● **The task**
Render the records as a numbered list, from the start of the records through the line that contains "x=421, y=209", inclusive, leaving out blank lines and pictures.
Begin
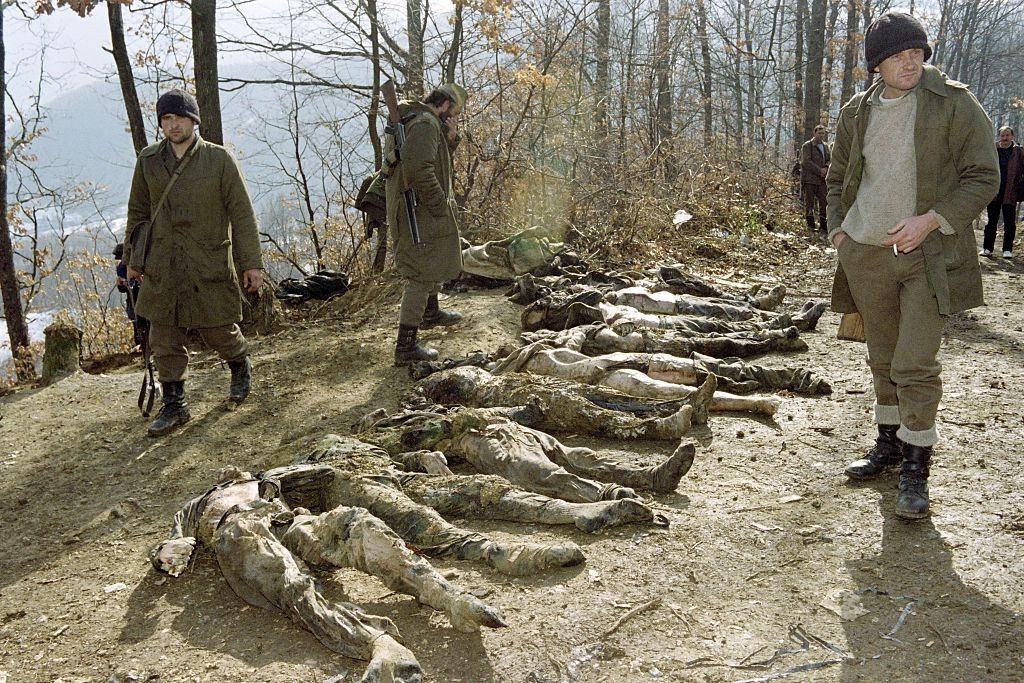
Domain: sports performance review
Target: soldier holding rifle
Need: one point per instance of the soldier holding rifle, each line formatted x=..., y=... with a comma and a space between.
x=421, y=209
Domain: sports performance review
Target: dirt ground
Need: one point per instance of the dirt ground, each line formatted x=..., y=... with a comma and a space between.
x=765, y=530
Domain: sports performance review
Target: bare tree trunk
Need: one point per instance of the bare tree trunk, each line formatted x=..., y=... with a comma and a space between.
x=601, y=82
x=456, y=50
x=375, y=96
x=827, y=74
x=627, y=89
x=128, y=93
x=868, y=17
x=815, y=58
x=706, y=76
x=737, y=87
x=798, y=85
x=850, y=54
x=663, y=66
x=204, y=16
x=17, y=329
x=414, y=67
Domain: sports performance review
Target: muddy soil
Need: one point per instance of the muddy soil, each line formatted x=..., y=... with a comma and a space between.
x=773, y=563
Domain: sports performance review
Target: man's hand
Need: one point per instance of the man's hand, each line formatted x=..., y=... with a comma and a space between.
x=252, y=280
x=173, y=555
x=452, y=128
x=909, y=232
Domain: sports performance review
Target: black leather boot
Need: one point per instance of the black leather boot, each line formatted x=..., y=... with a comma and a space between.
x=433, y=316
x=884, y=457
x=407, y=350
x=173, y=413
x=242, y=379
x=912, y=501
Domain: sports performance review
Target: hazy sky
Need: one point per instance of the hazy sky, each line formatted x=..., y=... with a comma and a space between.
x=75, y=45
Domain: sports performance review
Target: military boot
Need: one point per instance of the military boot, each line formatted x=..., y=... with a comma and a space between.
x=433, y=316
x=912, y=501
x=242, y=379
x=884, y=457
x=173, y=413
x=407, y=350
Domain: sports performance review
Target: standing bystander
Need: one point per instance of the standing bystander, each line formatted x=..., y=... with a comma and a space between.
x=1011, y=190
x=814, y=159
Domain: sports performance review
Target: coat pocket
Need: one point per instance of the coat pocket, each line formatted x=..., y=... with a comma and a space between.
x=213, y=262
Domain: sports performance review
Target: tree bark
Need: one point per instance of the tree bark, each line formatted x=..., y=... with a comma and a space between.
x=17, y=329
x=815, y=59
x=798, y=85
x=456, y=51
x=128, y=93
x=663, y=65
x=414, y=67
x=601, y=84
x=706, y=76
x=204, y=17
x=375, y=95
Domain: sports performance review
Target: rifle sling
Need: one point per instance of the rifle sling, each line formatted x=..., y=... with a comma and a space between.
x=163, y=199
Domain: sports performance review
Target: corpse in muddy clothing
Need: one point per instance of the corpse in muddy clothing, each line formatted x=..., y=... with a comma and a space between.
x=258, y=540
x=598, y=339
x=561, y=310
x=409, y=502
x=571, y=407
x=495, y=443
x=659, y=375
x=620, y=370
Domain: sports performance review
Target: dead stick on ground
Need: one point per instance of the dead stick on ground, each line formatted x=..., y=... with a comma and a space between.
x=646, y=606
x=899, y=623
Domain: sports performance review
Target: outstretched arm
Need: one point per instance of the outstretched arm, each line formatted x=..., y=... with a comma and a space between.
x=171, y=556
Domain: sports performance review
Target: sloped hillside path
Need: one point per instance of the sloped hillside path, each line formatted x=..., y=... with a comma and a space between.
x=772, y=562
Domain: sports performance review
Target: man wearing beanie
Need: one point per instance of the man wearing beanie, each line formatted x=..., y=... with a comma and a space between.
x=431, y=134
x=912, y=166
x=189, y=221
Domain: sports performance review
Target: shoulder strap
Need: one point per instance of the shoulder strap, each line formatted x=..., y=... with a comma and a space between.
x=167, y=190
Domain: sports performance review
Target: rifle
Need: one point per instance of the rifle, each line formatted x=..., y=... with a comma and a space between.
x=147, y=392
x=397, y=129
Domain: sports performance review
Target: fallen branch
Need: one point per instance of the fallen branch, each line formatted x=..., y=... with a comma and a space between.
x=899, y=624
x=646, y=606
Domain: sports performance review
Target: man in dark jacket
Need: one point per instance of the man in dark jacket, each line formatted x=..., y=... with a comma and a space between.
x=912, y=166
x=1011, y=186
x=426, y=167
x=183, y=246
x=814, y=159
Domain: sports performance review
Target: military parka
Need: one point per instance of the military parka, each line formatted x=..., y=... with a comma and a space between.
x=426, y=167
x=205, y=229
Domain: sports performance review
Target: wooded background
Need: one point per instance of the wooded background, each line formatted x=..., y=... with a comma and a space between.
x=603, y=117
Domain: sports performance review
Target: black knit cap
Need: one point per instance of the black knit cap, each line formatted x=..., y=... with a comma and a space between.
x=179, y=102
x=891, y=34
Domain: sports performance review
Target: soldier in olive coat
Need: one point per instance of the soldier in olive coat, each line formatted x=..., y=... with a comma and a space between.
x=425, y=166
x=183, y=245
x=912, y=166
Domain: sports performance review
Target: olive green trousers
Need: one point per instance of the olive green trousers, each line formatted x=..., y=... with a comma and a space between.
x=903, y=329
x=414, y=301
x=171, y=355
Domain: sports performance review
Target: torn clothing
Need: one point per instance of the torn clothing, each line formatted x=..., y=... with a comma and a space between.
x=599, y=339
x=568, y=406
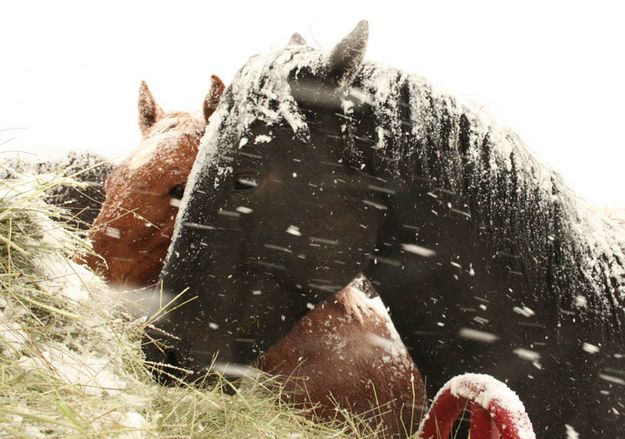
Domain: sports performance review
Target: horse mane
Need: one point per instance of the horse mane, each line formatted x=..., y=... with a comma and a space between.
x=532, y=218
End
● **Result of the exercise**
1. Domain: sports performance review
2. Target: soldier holding rifle
3. Need: one point per instance of the soldier holding rifle, each line formatted x=..., y=... with a comma and a space between.
4. x=421, y=209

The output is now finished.